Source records
"""
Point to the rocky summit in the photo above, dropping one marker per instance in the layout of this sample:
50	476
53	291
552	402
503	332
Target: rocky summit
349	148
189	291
"""
_TASK DIRECTIONS:_
What is needed here is an exact reproduction of all the entries.

_ANSWER TO THIS PROBLEM:_
Point to the rocky summit in the photo above, dropping one marker per instance in the layout of this sample:
50	476
53	291
552	402
503	332
Target: rocky summit
349	148
189	291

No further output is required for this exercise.